### [WHAT THE TASK REQUIRES]
Pull out every line in the entries below that contains the word "speaker". Case matters.

Rows from a pointing dataset:
========

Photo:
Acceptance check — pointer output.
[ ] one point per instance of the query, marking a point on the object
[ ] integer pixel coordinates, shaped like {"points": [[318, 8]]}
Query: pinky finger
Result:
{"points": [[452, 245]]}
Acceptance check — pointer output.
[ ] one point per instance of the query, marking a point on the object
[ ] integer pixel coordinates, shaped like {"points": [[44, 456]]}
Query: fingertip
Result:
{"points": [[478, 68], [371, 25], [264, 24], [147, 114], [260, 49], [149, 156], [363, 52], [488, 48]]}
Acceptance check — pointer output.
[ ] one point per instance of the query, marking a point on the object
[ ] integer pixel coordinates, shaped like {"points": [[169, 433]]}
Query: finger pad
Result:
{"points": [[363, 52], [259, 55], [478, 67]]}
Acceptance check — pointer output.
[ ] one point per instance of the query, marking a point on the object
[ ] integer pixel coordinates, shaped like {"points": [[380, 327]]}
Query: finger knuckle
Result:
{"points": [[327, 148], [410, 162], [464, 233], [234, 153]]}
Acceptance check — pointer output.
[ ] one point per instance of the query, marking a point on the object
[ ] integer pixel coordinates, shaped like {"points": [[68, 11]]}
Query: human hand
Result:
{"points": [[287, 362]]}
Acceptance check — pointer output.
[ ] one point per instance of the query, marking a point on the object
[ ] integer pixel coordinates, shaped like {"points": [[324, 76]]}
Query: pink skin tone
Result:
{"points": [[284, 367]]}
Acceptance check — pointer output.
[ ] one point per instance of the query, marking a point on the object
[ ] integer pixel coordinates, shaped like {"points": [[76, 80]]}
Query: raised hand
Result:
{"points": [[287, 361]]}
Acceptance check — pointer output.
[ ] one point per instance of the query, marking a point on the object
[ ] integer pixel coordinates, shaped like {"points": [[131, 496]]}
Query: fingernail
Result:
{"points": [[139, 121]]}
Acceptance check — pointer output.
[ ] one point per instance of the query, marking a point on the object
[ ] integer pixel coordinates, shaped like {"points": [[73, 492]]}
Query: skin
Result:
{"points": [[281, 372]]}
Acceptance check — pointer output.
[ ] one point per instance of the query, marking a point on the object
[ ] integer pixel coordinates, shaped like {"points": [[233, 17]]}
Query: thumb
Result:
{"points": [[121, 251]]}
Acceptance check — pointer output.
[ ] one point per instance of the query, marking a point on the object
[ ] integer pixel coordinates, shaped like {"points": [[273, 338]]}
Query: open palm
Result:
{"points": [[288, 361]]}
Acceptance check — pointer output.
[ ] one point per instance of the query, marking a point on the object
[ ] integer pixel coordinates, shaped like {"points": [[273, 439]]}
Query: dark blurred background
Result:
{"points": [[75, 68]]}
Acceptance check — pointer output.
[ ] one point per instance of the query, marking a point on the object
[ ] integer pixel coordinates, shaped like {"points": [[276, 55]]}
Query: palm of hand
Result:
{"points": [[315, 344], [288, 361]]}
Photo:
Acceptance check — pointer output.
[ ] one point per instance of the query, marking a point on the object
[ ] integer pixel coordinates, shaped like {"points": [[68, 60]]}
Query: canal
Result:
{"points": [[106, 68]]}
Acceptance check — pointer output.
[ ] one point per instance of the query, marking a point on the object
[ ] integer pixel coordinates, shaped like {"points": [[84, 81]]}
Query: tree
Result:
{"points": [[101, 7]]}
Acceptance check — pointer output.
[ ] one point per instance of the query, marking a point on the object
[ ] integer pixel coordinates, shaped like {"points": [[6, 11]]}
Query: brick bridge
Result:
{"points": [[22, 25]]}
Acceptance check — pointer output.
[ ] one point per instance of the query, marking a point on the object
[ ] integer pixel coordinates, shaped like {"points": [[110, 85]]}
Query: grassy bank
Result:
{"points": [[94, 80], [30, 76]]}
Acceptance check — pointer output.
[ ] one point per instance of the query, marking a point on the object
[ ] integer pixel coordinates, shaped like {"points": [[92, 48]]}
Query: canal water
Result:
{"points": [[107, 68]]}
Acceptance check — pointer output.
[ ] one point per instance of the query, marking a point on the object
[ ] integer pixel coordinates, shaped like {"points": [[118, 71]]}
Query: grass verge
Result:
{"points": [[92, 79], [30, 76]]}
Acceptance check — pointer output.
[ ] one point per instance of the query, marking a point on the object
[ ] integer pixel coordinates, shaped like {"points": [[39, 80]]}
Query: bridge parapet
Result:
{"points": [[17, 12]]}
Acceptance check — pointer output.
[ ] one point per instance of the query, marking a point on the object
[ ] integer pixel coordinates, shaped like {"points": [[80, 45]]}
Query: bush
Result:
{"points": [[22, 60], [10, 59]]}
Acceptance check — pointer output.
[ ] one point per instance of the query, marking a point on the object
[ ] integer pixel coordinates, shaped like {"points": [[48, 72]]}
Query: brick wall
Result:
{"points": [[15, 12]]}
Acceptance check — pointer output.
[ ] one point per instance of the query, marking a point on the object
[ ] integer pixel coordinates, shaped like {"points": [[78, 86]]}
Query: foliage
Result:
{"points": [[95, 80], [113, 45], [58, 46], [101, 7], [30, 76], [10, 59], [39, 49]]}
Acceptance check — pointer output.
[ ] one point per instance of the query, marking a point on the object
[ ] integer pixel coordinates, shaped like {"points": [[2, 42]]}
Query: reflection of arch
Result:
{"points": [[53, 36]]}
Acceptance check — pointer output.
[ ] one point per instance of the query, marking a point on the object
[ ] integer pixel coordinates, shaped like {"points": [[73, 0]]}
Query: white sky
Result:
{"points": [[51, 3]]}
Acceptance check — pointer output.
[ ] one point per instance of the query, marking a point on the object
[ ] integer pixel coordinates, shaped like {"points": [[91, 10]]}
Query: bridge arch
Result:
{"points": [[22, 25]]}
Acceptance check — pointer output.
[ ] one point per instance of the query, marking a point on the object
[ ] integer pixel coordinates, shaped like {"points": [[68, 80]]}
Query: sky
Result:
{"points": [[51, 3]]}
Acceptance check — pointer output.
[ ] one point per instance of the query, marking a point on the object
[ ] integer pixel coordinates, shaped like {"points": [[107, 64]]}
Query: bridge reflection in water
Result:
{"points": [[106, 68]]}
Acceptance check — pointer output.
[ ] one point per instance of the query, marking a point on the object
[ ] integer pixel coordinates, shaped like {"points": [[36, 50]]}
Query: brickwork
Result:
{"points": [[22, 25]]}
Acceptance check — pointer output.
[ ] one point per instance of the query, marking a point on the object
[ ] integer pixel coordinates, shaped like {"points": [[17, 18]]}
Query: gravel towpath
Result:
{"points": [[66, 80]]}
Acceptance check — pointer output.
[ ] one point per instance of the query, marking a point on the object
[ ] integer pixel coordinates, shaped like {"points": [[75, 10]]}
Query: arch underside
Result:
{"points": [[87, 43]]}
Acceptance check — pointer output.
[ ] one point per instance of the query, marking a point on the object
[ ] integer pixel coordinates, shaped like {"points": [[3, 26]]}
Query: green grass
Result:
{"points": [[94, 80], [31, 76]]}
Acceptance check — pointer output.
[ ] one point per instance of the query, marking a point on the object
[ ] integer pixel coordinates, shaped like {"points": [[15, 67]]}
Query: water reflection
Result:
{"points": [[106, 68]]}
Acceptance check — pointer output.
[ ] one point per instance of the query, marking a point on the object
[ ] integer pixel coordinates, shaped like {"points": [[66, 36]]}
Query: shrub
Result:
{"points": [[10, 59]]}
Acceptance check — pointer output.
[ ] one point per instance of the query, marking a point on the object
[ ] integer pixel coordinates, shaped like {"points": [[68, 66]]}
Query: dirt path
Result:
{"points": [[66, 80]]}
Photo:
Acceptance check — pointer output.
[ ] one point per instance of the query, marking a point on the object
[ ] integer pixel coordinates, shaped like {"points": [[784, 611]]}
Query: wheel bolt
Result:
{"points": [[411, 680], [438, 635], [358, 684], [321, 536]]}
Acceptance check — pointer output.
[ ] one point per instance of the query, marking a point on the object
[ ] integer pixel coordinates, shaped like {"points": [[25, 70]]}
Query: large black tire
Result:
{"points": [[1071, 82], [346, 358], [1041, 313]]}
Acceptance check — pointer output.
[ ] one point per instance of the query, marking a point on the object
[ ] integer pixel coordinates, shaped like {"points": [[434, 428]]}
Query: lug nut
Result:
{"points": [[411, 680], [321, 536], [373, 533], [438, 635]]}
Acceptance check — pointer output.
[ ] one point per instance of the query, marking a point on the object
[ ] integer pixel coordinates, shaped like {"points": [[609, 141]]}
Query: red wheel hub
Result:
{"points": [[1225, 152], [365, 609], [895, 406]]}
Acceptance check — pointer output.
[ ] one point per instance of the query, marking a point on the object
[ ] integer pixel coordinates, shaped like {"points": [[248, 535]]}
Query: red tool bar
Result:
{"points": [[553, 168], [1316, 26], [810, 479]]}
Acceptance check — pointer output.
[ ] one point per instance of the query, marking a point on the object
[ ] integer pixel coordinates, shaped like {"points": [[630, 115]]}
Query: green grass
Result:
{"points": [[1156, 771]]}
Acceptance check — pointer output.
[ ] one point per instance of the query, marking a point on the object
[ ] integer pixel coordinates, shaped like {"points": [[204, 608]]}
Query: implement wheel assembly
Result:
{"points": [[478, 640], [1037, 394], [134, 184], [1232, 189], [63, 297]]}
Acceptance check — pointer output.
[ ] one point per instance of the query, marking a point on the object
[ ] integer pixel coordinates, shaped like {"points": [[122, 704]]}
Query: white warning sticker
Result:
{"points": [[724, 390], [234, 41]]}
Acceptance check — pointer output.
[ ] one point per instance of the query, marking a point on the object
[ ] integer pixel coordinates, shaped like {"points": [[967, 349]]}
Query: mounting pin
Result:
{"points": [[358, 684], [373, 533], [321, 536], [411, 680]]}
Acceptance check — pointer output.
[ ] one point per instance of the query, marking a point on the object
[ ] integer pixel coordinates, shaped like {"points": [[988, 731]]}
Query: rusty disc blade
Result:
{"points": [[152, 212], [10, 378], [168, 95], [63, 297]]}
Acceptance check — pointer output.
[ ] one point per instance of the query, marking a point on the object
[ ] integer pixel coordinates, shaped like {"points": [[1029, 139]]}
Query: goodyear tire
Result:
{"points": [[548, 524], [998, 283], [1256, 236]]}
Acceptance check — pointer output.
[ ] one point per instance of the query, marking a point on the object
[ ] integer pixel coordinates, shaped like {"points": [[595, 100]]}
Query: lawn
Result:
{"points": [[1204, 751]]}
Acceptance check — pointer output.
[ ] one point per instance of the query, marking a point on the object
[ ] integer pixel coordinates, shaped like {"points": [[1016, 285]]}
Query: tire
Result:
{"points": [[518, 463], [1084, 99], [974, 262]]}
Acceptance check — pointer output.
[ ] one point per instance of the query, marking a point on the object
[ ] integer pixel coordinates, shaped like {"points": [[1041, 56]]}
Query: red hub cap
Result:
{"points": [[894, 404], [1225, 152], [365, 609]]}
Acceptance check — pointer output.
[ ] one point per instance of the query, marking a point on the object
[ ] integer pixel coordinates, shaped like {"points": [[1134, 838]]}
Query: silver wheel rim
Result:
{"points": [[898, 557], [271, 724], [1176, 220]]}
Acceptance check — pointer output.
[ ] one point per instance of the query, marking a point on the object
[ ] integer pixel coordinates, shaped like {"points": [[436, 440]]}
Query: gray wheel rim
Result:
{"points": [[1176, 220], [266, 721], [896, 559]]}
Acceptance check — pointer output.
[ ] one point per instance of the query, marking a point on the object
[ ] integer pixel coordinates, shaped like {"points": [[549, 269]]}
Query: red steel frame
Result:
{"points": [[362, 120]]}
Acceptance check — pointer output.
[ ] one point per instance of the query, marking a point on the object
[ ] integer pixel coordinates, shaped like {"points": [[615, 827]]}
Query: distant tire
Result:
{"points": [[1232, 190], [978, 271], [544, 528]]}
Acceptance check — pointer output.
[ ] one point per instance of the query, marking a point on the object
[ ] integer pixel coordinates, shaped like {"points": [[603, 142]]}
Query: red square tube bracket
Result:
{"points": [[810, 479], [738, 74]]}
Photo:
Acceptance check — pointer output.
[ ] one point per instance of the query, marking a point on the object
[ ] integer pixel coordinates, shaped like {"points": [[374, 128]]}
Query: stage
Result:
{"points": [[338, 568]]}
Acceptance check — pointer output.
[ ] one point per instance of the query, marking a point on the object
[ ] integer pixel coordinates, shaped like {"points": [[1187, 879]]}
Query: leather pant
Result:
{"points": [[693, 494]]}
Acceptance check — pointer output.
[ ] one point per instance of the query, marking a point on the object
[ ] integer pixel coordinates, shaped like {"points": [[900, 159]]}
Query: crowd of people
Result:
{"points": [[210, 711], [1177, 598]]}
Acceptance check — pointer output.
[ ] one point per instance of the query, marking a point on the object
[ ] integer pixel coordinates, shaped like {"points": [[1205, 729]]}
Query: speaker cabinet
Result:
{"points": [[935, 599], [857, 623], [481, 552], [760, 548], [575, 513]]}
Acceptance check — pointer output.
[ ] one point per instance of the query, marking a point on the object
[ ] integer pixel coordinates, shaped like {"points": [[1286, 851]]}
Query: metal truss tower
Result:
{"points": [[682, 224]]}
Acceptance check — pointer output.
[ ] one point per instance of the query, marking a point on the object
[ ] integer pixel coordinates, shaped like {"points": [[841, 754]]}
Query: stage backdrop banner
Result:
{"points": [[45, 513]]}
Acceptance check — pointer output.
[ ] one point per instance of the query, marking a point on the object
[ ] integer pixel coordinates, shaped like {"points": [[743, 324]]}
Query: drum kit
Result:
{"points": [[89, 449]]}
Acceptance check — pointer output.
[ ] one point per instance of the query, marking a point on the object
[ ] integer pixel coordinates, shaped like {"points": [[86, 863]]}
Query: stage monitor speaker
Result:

========

### [THE RESULT]
Query: speaker cabinet
Query: stage monitor speaker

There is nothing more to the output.